AUFGABENSTELLUNG: Gib den Inhalt des Textauszugs in zwei Sätzen wieder.

TEXTAUSZUG:
Der «Retter des Seelandes», erblickte am 23. Oktober 1804 im Dörfchen Meienried oberhalb Büren an der Aare das Licht der Welt. Hier, am einstigen Zusammenfluß von Aare und Ziel, wo sich bei Hochwasser die beiden Flüsse gegenseitig aufstauten, zeitweilig rückwärts flossen, Äcker und Wiesen überfluteten und verwüsteten, erlebte er im väterlichen Bauernhaus, das auch die Wirtschaft «Zur Galeere» beherbergte, die zerstörende Kraft der ungebändigten Wasserfluten und die tiefe Not der schwer betroffenen Landbevölkerung des Seelands.

GEGEBENE DATEN:
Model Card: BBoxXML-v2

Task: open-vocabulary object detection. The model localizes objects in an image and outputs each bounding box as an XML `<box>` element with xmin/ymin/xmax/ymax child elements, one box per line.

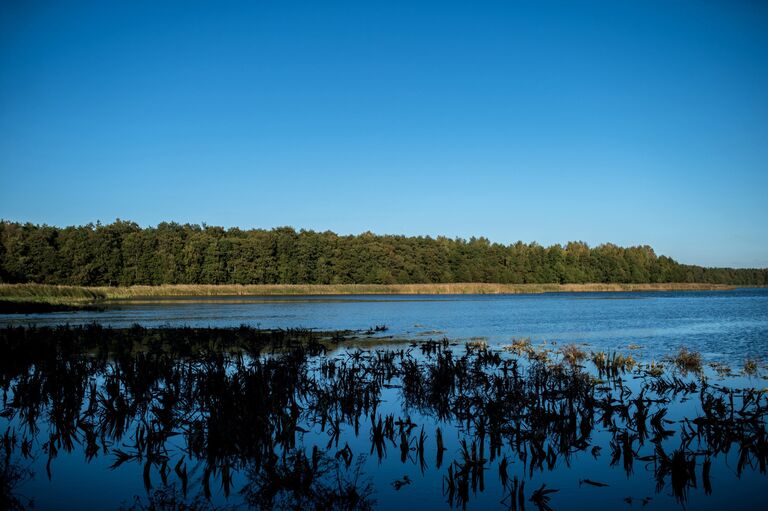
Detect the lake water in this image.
<box><xmin>0</xmin><ymin>289</ymin><xmax>768</xmax><ymax>511</ymax></box>
<box><xmin>0</xmin><ymin>289</ymin><xmax>768</xmax><ymax>364</ymax></box>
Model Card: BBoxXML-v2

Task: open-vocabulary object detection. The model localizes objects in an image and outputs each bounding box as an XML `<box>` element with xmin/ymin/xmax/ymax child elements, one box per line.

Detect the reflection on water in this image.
<box><xmin>0</xmin><ymin>289</ymin><xmax>768</xmax><ymax>364</ymax></box>
<box><xmin>0</xmin><ymin>325</ymin><xmax>768</xmax><ymax>510</ymax></box>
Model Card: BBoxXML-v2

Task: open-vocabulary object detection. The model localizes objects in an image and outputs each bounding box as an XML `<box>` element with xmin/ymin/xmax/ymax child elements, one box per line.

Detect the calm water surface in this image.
<box><xmin>0</xmin><ymin>290</ymin><xmax>768</xmax><ymax>511</ymax></box>
<box><xmin>0</xmin><ymin>289</ymin><xmax>768</xmax><ymax>364</ymax></box>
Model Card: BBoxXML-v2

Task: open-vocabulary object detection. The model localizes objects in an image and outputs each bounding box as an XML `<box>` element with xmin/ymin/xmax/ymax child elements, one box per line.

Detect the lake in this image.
<box><xmin>0</xmin><ymin>289</ymin><xmax>768</xmax><ymax>364</ymax></box>
<box><xmin>0</xmin><ymin>289</ymin><xmax>768</xmax><ymax>511</ymax></box>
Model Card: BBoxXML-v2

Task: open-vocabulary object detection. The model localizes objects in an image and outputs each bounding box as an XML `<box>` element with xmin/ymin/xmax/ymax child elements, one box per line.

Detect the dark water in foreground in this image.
<box><xmin>0</xmin><ymin>289</ymin><xmax>768</xmax><ymax>364</ymax></box>
<box><xmin>0</xmin><ymin>324</ymin><xmax>768</xmax><ymax>510</ymax></box>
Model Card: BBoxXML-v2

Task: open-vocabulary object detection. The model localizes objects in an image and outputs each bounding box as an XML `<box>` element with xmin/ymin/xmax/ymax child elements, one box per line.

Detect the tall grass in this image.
<box><xmin>0</xmin><ymin>283</ymin><xmax>735</xmax><ymax>303</ymax></box>
<box><xmin>0</xmin><ymin>284</ymin><xmax>107</xmax><ymax>304</ymax></box>
<box><xmin>99</xmin><ymin>283</ymin><xmax>735</xmax><ymax>298</ymax></box>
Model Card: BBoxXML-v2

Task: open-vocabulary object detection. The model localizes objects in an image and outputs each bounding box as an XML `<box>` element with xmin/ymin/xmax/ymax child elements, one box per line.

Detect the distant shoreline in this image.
<box><xmin>0</xmin><ymin>283</ymin><xmax>756</xmax><ymax>314</ymax></box>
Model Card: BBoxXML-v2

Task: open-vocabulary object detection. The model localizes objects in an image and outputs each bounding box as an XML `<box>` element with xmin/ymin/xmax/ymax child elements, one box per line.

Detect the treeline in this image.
<box><xmin>0</xmin><ymin>220</ymin><xmax>768</xmax><ymax>286</ymax></box>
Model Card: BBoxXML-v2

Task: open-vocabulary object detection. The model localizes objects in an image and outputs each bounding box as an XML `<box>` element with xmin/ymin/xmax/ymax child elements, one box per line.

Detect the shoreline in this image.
<box><xmin>0</xmin><ymin>283</ymin><xmax>758</xmax><ymax>314</ymax></box>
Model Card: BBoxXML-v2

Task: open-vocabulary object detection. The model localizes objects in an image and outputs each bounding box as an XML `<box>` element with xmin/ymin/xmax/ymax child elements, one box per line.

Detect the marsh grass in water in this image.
<box><xmin>0</xmin><ymin>325</ymin><xmax>768</xmax><ymax>510</ymax></box>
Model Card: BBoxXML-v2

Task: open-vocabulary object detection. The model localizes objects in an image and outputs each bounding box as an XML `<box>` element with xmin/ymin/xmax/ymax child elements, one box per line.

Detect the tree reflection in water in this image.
<box><xmin>0</xmin><ymin>325</ymin><xmax>768</xmax><ymax>509</ymax></box>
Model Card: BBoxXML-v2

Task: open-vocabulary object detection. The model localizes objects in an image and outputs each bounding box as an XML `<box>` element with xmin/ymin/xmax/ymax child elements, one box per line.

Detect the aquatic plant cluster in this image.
<box><xmin>0</xmin><ymin>325</ymin><xmax>768</xmax><ymax>510</ymax></box>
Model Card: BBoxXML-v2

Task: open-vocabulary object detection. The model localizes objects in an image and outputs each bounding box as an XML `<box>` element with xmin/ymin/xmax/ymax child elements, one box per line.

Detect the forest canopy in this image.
<box><xmin>0</xmin><ymin>220</ymin><xmax>768</xmax><ymax>286</ymax></box>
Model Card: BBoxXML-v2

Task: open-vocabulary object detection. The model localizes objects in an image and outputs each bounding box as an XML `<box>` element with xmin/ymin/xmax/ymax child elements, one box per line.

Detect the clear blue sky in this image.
<box><xmin>0</xmin><ymin>0</ymin><xmax>768</xmax><ymax>267</ymax></box>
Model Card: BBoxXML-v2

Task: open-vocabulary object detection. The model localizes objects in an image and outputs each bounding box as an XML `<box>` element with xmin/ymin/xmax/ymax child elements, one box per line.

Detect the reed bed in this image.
<box><xmin>0</xmin><ymin>325</ymin><xmax>768</xmax><ymax>510</ymax></box>
<box><xmin>0</xmin><ymin>283</ymin><xmax>736</xmax><ymax>303</ymax></box>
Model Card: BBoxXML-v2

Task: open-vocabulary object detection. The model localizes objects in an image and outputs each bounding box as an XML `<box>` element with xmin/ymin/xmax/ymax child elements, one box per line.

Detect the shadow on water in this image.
<box><xmin>0</xmin><ymin>325</ymin><xmax>768</xmax><ymax>510</ymax></box>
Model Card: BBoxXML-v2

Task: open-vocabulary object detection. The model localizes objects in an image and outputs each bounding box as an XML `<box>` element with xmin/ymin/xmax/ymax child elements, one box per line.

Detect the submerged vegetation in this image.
<box><xmin>0</xmin><ymin>325</ymin><xmax>768</xmax><ymax>510</ymax></box>
<box><xmin>0</xmin><ymin>283</ymin><xmax>744</xmax><ymax>313</ymax></box>
<box><xmin>0</xmin><ymin>221</ymin><xmax>768</xmax><ymax>286</ymax></box>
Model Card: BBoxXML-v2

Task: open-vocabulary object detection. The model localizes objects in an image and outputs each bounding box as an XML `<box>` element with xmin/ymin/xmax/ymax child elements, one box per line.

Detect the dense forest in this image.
<box><xmin>0</xmin><ymin>220</ymin><xmax>768</xmax><ymax>286</ymax></box>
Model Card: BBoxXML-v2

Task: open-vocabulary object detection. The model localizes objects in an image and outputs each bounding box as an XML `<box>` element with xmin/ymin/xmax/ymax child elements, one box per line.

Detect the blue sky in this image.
<box><xmin>0</xmin><ymin>0</ymin><xmax>768</xmax><ymax>267</ymax></box>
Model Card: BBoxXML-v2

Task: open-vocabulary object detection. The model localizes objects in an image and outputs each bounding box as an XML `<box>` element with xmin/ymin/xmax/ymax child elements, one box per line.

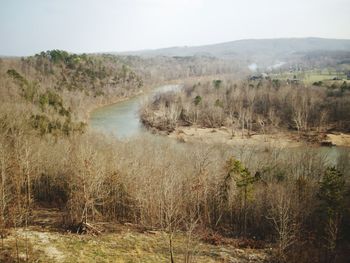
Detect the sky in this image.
<box><xmin>0</xmin><ymin>0</ymin><xmax>350</xmax><ymax>56</ymax></box>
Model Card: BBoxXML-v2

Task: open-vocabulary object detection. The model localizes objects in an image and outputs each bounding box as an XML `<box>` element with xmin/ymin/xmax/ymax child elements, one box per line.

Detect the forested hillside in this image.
<box><xmin>0</xmin><ymin>50</ymin><xmax>143</xmax><ymax>135</ymax></box>
<box><xmin>0</xmin><ymin>50</ymin><xmax>350</xmax><ymax>263</ymax></box>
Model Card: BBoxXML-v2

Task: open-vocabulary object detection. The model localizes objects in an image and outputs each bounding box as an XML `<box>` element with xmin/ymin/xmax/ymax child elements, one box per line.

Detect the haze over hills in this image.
<box><xmin>118</xmin><ymin>38</ymin><xmax>350</xmax><ymax>58</ymax></box>
<box><xmin>119</xmin><ymin>37</ymin><xmax>350</xmax><ymax>70</ymax></box>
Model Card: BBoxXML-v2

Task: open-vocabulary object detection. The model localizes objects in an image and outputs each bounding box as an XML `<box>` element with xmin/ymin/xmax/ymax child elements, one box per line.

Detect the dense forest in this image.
<box><xmin>141</xmin><ymin>79</ymin><xmax>350</xmax><ymax>136</ymax></box>
<box><xmin>0</xmin><ymin>50</ymin><xmax>350</xmax><ymax>263</ymax></box>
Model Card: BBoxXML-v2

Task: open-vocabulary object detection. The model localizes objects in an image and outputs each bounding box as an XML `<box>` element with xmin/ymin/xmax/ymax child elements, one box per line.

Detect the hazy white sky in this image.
<box><xmin>0</xmin><ymin>0</ymin><xmax>350</xmax><ymax>55</ymax></box>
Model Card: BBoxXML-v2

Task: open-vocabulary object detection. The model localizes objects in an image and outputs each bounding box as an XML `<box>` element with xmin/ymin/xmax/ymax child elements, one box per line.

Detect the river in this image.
<box><xmin>89</xmin><ymin>85</ymin><xmax>182</xmax><ymax>139</ymax></box>
<box><xmin>89</xmin><ymin>85</ymin><xmax>350</xmax><ymax>165</ymax></box>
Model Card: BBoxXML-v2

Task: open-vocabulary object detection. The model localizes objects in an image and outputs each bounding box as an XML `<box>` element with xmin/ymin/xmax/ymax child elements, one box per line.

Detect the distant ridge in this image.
<box><xmin>118</xmin><ymin>37</ymin><xmax>350</xmax><ymax>59</ymax></box>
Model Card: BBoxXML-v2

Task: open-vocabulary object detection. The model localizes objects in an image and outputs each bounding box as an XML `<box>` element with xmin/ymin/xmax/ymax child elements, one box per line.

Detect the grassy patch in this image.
<box><xmin>0</xmin><ymin>228</ymin><xmax>266</xmax><ymax>263</ymax></box>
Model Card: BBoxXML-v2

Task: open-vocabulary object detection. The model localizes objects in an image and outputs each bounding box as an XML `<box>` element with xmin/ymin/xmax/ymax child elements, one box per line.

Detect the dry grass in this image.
<box><xmin>2</xmin><ymin>226</ymin><xmax>268</xmax><ymax>263</ymax></box>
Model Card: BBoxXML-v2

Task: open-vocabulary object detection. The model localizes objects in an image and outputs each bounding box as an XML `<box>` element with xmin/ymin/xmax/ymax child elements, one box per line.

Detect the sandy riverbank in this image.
<box><xmin>169</xmin><ymin>127</ymin><xmax>350</xmax><ymax>148</ymax></box>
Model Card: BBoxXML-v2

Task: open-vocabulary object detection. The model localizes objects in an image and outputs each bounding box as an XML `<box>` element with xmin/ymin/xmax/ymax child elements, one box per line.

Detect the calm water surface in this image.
<box><xmin>89</xmin><ymin>85</ymin><xmax>182</xmax><ymax>138</ymax></box>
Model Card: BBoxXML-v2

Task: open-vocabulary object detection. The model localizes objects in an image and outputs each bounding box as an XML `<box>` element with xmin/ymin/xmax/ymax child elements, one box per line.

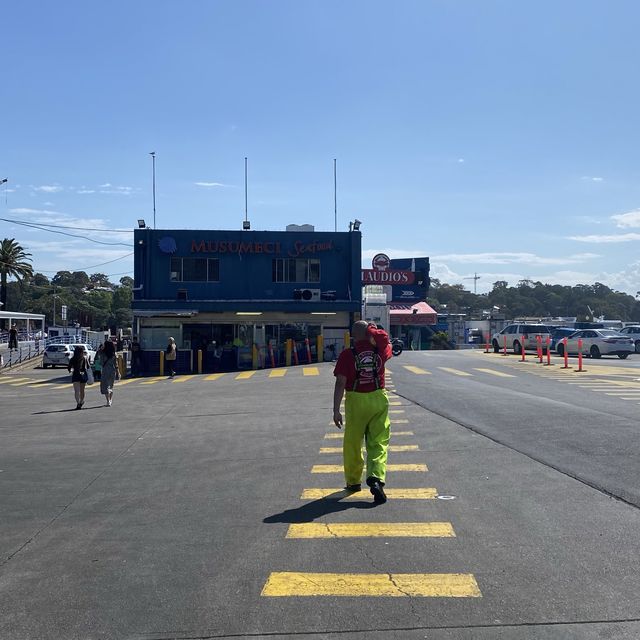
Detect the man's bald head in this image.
<box><xmin>351</xmin><ymin>320</ymin><xmax>369</xmax><ymax>342</ymax></box>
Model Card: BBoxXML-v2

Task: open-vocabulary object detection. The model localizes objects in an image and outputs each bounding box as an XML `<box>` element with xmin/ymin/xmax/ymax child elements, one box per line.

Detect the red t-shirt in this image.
<box><xmin>333</xmin><ymin>327</ymin><xmax>391</xmax><ymax>393</ymax></box>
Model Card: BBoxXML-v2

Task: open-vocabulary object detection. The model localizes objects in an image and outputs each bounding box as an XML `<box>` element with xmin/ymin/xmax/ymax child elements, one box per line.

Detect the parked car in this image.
<box><xmin>556</xmin><ymin>329</ymin><xmax>635</xmax><ymax>360</ymax></box>
<box><xmin>42</xmin><ymin>343</ymin><xmax>96</xmax><ymax>369</ymax></box>
<box><xmin>491</xmin><ymin>323</ymin><xmax>551</xmax><ymax>353</ymax></box>
<box><xmin>620</xmin><ymin>326</ymin><xmax>640</xmax><ymax>353</ymax></box>
<box><xmin>551</xmin><ymin>327</ymin><xmax>576</xmax><ymax>351</ymax></box>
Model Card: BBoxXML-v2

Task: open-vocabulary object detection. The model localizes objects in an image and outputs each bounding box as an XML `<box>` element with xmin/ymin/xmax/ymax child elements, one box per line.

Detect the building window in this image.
<box><xmin>169</xmin><ymin>258</ymin><xmax>220</xmax><ymax>282</ymax></box>
<box><xmin>271</xmin><ymin>258</ymin><xmax>320</xmax><ymax>283</ymax></box>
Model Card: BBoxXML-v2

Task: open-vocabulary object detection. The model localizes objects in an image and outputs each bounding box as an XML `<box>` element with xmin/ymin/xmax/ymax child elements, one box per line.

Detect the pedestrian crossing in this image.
<box><xmin>261</xmin><ymin>373</ymin><xmax>482</xmax><ymax>598</ymax></box>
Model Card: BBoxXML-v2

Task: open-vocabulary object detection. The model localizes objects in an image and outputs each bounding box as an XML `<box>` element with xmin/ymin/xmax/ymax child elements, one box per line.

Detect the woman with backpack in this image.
<box><xmin>99</xmin><ymin>340</ymin><xmax>119</xmax><ymax>407</ymax></box>
<box><xmin>67</xmin><ymin>346</ymin><xmax>91</xmax><ymax>409</ymax></box>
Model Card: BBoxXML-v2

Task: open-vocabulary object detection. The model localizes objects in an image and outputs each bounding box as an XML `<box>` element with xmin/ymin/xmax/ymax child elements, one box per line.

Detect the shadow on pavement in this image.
<box><xmin>262</xmin><ymin>491</ymin><xmax>378</xmax><ymax>524</ymax></box>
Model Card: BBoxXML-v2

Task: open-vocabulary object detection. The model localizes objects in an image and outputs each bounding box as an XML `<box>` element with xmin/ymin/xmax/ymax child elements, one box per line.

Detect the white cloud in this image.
<box><xmin>611</xmin><ymin>209</ymin><xmax>640</xmax><ymax>229</ymax></box>
<box><xmin>567</xmin><ymin>233</ymin><xmax>640</xmax><ymax>244</ymax></box>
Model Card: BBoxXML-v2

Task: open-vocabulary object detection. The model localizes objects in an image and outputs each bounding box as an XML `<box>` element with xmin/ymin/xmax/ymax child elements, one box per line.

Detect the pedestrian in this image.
<box><xmin>131</xmin><ymin>336</ymin><xmax>142</xmax><ymax>378</ymax></box>
<box><xmin>100</xmin><ymin>340</ymin><xmax>118</xmax><ymax>407</ymax></box>
<box><xmin>67</xmin><ymin>345</ymin><xmax>91</xmax><ymax>409</ymax></box>
<box><xmin>164</xmin><ymin>338</ymin><xmax>178</xmax><ymax>378</ymax></box>
<box><xmin>9</xmin><ymin>324</ymin><xmax>18</xmax><ymax>351</ymax></box>
<box><xmin>333</xmin><ymin>320</ymin><xmax>391</xmax><ymax>504</ymax></box>
<box><xmin>93</xmin><ymin>344</ymin><xmax>104</xmax><ymax>380</ymax></box>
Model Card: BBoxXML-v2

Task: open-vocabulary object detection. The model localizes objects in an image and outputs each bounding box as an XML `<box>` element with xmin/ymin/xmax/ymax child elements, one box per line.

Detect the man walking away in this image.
<box><xmin>333</xmin><ymin>320</ymin><xmax>391</xmax><ymax>504</ymax></box>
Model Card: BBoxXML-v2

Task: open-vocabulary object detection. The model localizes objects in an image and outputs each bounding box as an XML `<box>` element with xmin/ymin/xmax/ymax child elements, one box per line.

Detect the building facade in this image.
<box><xmin>133</xmin><ymin>228</ymin><xmax>362</xmax><ymax>369</ymax></box>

ERGEBNIS DER AUFGABE: Der «Retter des Seelandes» kam am 23. Oktober 1804 im Dörfchen Meienried oberhalb Büren an der Aare zur Welt. Im väterlichen Bauernhaus, das auch die Wirtschaft «Zur Galeere» beherbergte, erlebte er dort, wie Hochwasser am einstigen Zusammenfluss zweier Flüsse Äcker und Wiesen überflutete und die Landbevölkerung des Seelands in tiefe Not brachte.